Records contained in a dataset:
◆ ◆ ◆ ◆ ◆ ◆ ◆

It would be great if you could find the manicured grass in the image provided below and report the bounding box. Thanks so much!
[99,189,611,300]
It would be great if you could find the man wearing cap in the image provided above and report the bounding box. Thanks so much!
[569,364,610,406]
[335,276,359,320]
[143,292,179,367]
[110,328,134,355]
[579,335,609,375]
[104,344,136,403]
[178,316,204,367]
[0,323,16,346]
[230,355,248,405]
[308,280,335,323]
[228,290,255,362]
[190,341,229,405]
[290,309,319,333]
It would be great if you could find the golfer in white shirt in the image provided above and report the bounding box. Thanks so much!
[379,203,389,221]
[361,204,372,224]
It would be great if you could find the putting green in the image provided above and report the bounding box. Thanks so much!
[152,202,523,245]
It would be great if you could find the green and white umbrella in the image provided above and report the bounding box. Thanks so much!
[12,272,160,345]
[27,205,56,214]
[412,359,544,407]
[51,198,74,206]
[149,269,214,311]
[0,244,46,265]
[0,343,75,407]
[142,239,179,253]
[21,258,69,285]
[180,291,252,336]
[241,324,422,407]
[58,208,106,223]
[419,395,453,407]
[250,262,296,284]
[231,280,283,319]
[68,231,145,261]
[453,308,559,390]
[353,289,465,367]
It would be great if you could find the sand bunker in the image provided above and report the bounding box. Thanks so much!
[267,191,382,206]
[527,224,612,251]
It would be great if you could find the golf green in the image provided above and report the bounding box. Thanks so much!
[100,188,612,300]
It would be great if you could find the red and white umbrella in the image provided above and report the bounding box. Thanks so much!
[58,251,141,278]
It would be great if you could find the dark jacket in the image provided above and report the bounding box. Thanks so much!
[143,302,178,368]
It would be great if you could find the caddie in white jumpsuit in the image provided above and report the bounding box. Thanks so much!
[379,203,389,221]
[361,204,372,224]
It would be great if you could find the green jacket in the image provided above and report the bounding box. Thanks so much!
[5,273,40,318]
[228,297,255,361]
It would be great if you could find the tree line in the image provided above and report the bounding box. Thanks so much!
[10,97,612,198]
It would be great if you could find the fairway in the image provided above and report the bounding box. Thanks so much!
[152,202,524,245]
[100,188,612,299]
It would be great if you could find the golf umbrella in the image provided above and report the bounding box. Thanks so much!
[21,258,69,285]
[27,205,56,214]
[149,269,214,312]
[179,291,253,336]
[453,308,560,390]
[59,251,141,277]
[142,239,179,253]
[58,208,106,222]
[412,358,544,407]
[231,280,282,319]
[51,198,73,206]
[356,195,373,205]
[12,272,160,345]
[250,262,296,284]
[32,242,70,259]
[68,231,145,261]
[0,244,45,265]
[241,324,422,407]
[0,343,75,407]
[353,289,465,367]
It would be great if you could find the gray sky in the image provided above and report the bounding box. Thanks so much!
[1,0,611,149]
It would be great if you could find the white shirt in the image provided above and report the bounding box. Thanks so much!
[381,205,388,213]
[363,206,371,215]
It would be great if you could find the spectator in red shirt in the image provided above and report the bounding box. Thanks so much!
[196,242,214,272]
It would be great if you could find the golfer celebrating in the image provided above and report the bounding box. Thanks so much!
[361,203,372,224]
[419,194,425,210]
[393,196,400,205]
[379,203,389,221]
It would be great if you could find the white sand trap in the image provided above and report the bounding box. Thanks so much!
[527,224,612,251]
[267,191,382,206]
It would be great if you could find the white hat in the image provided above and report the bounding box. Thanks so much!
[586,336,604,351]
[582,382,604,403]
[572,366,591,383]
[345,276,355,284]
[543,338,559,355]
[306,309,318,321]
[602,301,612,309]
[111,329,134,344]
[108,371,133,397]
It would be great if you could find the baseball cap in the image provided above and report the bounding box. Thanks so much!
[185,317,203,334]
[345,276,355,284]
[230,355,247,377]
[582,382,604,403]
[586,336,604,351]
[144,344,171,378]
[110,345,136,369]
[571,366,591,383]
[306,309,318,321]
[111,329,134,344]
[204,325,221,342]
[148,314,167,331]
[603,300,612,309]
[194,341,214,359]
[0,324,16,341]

◆ ◆ ◆ ◆ ◆ ◆ ◆

• **YOUR GOAL**
Return all the data above once more, precisely as given.

• **PROBLEM SOLUTION**
It would be great if you could find the manicured grass in the image provided below and report the bounding box. Thanks so much!
[99,189,611,300]
It would be great if you could find the man wearing cap in the image provided above and report the bounding box. Thanks so much!
[569,364,610,406]
[335,276,359,320]
[143,292,179,367]
[110,328,134,355]
[579,335,609,375]
[104,344,136,403]
[178,316,204,367]
[0,323,16,346]
[230,355,248,405]
[308,280,335,323]
[228,290,255,362]
[190,341,229,405]
[290,309,319,333]
It would be great if you could find the golfer in white shirt in the image provided above and report the bounding box. Thanks so much!
[379,203,389,221]
[361,204,372,224]
It would be great if you could find the putting green in the image provided above and report the bounding box. Thanks so much!
[152,202,523,245]
It would be great if you could find the green and white umbrella in the image provided above and report the bounding box. Thanks so much!
[12,272,160,345]
[27,205,56,214]
[412,359,544,407]
[51,198,74,206]
[149,269,214,311]
[0,244,46,265]
[0,343,75,407]
[142,239,179,253]
[21,258,69,285]
[180,291,252,336]
[241,324,422,407]
[58,208,106,223]
[419,395,453,407]
[250,262,296,284]
[231,280,283,319]
[68,231,145,261]
[453,308,559,390]
[353,289,465,367]
It would be great if you could find the sand bunker in the image provided above and report the bounding box. Thanks so much!
[267,191,382,206]
[527,224,612,251]
It would be great if you could find the golf green in the image provided above and report the bounding box. Thanks so much!
[100,188,612,300]
It would be great if you could find the red and white umbrella in the image provided above and report the bounding box. Thanks so much!
[58,251,141,278]
It would be great if you could find the dark jacket in the image provided above and report the bounding box. Thanks so much!
[143,302,178,368]
It would be great if you could find the caddie in white jumpsuit in the image provided above and report the bounding box. Thanks so much!
[379,203,389,221]
[361,204,372,224]
It would be great if you could find the green jacket in the image provided above and report the bounding box. Thanks so much!
[5,273,40,318]
[228,297,255,361]
It would be great if you could find the tree line in the image provided above and report the bounding box. Thanks so much!
[10,97,612,198]
It would be great if you could find the fairway in the image provided above and report the bounding box. Thanks so much!
[152,202,524,245]
[100,188,612,299]
It would be great if you could find the golf umbrella in the image provided above and report the bounding box. Thanks so much!
[21,258,69,285]
[27,205,56,214]
[149,269,214,312]
[179,291,253,336]
[453,308,560,390]
[59,251,141,277]
[142,239,179,253]
[58,208,106,222]
[412,358,544,407]
[231,280,282,319]
[51,198,73,206]
[356,195,373,205]
[12,272,160,345]
[250,262,296,284]
[32,242,70,259]
[68,231,145,261]
[0,244,45,265]
[241,324,422,407]
[0,343,75,407]
[353,289,465,367]
It would be great if you could find the gray sky in the image provided above and report the bounding box. Thanks so much!
[1,0,611,149]
It would be great if you could find the white shirt in the image provided above and report the bounding box. Thanks so much!
[381,205,388,213]
[363,206,371,215]
It would be great if you could find the spectator in red shirt in the image provided above and report the bounding box. Thanks so much!
[196,242,214,272]
It would be great if you could find the golfer celebrating in the image provided above and report the bounding box. Thanks so much!
[361,203,372,224]
[419,194,425,210]
[393,196,400,205]
[379,203,389,221]
It would be great if you could find the white sand trap in the image provided above and report the bounding box. Thanks so much!
[527,224,612,251]
[267,191,382,206]
It would be great if you could find the white hat in the image provided above and report the bounding box. Thanks so much!
[586,336,604,351]
[582,382,604,403]
[572,366,591,383]
[345,276,355,284]
[543,338,559,355]
[306,309,318,321]
[602,301,612,309]
[111,329,134,344]
[108,371,133,397]
It would be great if you could find the baseball cap in the image provided above and report the bounding box. Thanks so much!
[185,317,203,334]
[345,276,355,284]
[230,355,247,377]
[582,382,604,403]
[586,336,604,351]
[144,344,171,378]
[110,345,136,369]
[571,366,591,383]
[306,309,318,321]
[111,329,134,344]
[204,325,221,342]
[148,314,167,331]
[603,300,612,309]
[194,341,214,359]
[0,324,16,341]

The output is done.